Dans le texte sur la rentrée sociale, recopiez mot pour mot le passage qui va de « S’inscrivant en faux » jusqu'à « depuis des mois. ».

Texte à lire:
|---|
Patience mais pas résignation

Patience mais pas résignation

par Kharroubi Habib, Le Quotidien d’Oran, 31 août 2016

S’inscrivant en faux contre la prédiction alarmiste d’une rentrée sociale qui serait appelée à être explosive, faite par des acteurs politiques ou sociaux en s’appuyant pour la faire valoir sur la montée du mécontentement suscité par la détresse dans laquelle la crise économique et financière a plongé la majorité écrasante des familles algériennes, le ministre de l’Intérieur et des Collectivités locales a assuré qu’elle se déroulera dans de « très bonnes conditions » et que les pouvoirs publics sont « sereins » pour dans ce but avoir préparé le terrain depuis des mois.

Dans sa déclaration qu’il voulait rassurante sur le sujet, il a percé néanmoins une note d’inquiétude qui doit tarauder les esprits au sein des cercles dirigeants qu’il a manifestée en interpellant «les citoyens revendicatifs » pour leur demander de « mettre autant d’ardeur à préserver les acquis qu’à avoir des revendications ». Toujours à l’intention de ces « citoyens revendicatifs », Noureddine Bedoui a décoché qu’il ne peut y avoir de « préservation » des acquis consentis par l’Etat à son profit que si la stabilité du pays constitue pour eux une priorité consacrée. L’interpellation du ministre de l’Intérieur est de la même veine que celle fameuse de John F.Kennedy à l’endroit de ses compatriotes les appelant à se demander d’abord ce qu’ils « peuvent faire pour leur pays plutôt que ce qu’il peut faire pour eux ».
|---|
Enregistrements extraits
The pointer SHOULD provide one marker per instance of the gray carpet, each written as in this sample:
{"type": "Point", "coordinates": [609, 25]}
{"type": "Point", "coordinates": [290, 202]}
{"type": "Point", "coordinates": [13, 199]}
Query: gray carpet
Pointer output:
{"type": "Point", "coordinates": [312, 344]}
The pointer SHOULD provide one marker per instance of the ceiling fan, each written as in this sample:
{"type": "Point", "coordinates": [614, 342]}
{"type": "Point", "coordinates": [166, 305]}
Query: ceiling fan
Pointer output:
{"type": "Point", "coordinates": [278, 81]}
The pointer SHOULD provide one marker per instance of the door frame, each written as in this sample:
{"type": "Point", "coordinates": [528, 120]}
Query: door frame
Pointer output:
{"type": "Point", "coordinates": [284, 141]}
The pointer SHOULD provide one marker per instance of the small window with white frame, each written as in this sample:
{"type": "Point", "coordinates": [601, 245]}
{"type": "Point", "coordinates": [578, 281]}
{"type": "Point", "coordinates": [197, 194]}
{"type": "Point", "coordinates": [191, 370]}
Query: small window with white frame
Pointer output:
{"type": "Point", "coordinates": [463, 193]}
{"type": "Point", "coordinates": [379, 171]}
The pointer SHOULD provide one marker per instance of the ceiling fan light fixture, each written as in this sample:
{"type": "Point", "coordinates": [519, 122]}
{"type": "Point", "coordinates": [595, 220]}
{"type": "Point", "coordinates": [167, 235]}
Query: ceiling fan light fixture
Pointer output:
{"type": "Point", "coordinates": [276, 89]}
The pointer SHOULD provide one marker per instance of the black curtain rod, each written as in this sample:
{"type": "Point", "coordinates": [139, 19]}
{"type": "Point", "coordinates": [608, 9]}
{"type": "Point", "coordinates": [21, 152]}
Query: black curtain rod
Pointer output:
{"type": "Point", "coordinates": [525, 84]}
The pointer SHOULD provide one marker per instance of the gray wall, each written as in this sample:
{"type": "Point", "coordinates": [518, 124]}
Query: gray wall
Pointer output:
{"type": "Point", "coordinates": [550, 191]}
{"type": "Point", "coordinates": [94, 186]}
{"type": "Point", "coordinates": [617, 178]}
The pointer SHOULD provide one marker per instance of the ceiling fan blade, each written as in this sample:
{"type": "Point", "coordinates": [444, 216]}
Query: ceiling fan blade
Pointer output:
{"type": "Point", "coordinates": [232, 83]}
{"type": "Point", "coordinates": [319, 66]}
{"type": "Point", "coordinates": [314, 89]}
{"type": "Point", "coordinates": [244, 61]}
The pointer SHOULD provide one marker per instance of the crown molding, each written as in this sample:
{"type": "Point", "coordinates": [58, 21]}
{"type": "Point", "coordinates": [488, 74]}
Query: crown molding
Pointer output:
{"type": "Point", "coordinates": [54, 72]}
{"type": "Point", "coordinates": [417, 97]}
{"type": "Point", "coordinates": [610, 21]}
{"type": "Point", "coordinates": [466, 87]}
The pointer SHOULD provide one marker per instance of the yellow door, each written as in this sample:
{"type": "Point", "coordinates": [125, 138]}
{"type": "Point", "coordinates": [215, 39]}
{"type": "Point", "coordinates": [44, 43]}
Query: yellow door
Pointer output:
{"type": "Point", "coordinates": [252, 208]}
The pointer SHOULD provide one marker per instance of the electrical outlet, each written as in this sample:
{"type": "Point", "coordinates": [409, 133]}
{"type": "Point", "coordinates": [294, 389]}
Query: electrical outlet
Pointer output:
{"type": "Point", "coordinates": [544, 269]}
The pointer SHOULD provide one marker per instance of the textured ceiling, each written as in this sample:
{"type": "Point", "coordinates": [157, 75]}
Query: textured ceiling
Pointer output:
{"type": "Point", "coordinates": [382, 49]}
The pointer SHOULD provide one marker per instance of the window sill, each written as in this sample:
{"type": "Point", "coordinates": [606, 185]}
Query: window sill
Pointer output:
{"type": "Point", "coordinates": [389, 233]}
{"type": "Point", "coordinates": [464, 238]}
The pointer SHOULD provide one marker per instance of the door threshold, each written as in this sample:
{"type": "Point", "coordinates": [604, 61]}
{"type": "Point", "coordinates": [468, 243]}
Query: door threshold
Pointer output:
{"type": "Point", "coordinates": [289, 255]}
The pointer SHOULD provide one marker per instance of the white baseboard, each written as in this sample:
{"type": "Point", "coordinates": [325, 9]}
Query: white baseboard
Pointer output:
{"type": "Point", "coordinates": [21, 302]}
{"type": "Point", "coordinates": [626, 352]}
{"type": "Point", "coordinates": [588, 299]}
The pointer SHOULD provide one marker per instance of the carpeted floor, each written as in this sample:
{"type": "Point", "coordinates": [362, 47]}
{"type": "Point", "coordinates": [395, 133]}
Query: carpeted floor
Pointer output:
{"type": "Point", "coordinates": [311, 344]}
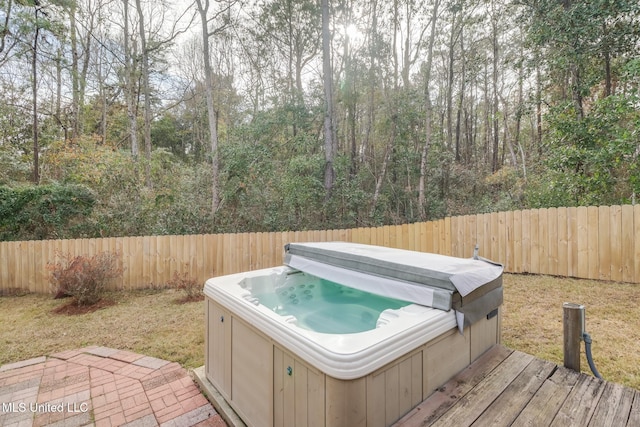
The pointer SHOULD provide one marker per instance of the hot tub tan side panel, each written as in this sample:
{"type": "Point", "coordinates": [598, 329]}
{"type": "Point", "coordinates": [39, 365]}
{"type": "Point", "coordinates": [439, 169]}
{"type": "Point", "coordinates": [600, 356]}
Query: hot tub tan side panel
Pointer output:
{"type": "Point", "coordinates": [269, 386]}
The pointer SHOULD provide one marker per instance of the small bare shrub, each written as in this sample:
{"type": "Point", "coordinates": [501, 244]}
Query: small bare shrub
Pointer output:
{"type": "Point", "coordinates": [84, 278]}
{"type": "Point", "coordinates": [190, 286]}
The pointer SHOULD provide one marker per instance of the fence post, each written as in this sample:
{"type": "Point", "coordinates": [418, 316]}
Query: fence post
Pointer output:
{"type": "Point", "coordinates": [573, 325]}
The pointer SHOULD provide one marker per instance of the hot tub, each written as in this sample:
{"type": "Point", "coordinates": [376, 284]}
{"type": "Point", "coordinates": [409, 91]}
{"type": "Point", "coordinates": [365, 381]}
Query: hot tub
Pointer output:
{"type": "Point", "coordinates": [292, 345]}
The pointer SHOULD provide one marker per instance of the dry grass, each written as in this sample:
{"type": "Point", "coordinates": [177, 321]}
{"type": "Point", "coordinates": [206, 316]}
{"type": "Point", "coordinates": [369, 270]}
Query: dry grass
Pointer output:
{"type": "Point", "coordinates": [153, 323]}
{"type": "Point", "coordinates": [532, 322]}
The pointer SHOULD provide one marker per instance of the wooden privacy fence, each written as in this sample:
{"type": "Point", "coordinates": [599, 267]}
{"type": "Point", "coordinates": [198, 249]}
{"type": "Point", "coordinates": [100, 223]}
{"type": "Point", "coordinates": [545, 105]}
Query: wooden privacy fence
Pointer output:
{"type": "Point", "coordinates": [587, 242]}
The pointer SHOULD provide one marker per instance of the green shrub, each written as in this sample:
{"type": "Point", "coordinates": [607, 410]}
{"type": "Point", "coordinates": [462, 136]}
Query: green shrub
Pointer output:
{"type": "Point", "coordinates": [84, 278]}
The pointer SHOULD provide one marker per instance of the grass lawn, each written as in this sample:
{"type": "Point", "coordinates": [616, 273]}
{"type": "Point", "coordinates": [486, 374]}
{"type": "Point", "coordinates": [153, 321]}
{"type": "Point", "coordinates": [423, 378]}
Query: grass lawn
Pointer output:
{"type": "Point", "coordinates": [156, 324]}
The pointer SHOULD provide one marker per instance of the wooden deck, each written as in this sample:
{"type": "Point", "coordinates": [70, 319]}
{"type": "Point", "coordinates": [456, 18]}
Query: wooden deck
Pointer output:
{"type": "Point", "coordinates": [506, 387]}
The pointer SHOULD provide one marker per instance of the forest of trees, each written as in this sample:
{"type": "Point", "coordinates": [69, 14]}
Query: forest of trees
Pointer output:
{"type": "Point", "coordinates": [134, 117]}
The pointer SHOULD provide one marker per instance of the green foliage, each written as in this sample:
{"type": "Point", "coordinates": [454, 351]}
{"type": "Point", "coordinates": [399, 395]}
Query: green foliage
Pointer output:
{"type": "Point", "coordinates": [593, 161]}
{"type": "Point", "coordinates": [84, 278]}
{"type": "Point", "coordinates": [44, 212]}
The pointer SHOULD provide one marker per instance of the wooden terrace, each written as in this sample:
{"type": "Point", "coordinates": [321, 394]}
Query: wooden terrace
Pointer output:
{"type": "Point", "coordinates": [510, 388]}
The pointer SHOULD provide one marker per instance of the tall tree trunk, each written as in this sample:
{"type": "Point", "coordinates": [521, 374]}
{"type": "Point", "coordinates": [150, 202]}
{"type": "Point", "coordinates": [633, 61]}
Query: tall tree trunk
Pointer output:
{"type": "Point", "coordinates": [147, 95]}
{"type": "Point", "coordinates": [75, 95]}
{"type": "Point", "coordinates": [422, 200]}
{"type": "Point", "coordinates": [330, 147]}
{"type": "Point", "coordinates": [129, 76]}
{"type": "Point", "coordinates": [212, 115]}
{"type": "Point", "coordinates": [496, 104]}
{"type": "Point", "coordinates": [371, 107]}
{"type": "Point", "coordinates": [34, 92]}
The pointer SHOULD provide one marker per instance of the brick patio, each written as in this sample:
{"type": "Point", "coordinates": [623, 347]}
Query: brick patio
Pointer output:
{"type": "Point", "coordinates": [102, 387]}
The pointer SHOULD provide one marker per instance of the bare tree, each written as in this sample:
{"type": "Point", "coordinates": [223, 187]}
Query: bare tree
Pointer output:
{"type": "Point", "coordinates": [220, 20]}
{"type": "Point", "coordinates": [330, 146]}
{"type": "Point", "coordinates": [422, 201]}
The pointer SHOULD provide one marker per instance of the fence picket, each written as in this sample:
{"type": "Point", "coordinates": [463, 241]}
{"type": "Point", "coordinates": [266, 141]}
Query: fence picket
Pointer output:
{"type": "Point", "coordinates": [588, 242]}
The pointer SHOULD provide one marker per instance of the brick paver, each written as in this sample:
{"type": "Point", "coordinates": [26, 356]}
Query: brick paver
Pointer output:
{"type": "Point", "coordinates": [101, 386]}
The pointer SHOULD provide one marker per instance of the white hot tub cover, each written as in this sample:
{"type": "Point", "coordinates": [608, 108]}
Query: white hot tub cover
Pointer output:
{"type": "Point", "coordinates": [472, 287]}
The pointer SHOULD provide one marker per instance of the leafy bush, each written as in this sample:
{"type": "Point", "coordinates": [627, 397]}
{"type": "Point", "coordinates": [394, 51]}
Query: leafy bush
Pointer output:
{"type": "Point", "coordinates": [84, 278]}
{"type": "Point", "coordinates": [190, 286]}
{"type": "Point", "coordinates": [38, 212]}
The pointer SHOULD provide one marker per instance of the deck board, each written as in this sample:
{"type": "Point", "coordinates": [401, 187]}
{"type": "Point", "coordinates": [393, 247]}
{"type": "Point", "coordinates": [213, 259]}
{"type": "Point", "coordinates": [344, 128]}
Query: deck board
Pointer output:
{"type": "Point", "coordinates": [506, 387]}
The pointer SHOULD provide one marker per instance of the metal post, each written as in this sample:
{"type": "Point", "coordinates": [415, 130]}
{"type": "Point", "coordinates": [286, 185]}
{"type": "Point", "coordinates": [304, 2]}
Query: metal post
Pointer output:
{"type": "Point", "coordinates": [573, 325]}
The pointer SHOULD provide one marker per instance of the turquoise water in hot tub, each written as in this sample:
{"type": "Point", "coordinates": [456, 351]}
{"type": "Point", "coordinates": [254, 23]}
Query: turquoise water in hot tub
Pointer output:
{"type": "Point", "coordinates": [324, 306]}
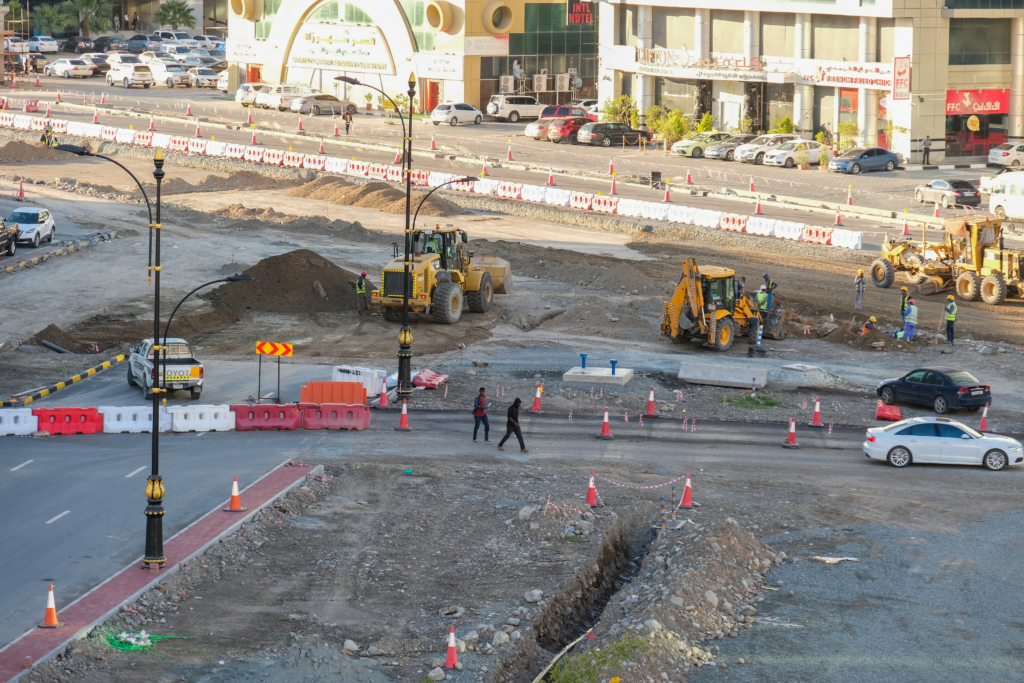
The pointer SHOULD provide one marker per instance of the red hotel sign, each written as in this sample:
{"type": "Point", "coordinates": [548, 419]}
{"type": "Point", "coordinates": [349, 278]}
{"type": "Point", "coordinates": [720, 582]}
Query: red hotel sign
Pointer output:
{"type": "Point", "coordinates": [966, 102]}
{"type": "Point", "coordinates": [579, 12]}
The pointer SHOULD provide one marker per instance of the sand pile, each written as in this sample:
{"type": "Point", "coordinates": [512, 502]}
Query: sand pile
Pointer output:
{"type": "Point", "coordinates": [378, 196]}
{"type": "Point", "coordinates": [299, 282]}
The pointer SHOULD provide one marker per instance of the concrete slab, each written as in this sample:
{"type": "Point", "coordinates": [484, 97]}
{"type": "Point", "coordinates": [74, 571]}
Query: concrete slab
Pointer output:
{"type": "Point", "coordinates": [718, 375]}
{"type": "Point", "coordinates": [599, 375]}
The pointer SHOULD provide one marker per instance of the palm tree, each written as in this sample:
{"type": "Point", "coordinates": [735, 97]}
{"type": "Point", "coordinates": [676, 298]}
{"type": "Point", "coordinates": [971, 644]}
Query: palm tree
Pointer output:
{"type": "Point", "coordinates": [85, 15]}
{"type": "Point", "coordinates": [175, 13]}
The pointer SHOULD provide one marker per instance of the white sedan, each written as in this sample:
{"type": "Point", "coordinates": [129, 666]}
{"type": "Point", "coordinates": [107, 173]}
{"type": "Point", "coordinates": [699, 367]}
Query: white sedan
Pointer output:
{"type": "Point", "coordinates": [940, 440]}
{"type": "Point", "coordinates": [34, 225]}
|---|
Réponse:
S’inscrivant en faux contre la prédiction alarmiste d’une rentrée sociale qui serait appelée à être explosive, faite par des acteurs politiques ou sociaux en s’appuyant pour la faire valoir sur la montée du mécontentement suscité par la détresse dans laquelle la crise économique et financière a plongé la majorité écrasante des familles algériennes, le ministre de l’Intérieur et des Collectivités locales a assuré qu’elle se déroulera dans de « très bonnes conditions » et que les pouvoirs publics sont « sereins » pour dans ce but avoir préparé le terrain depuis des mois.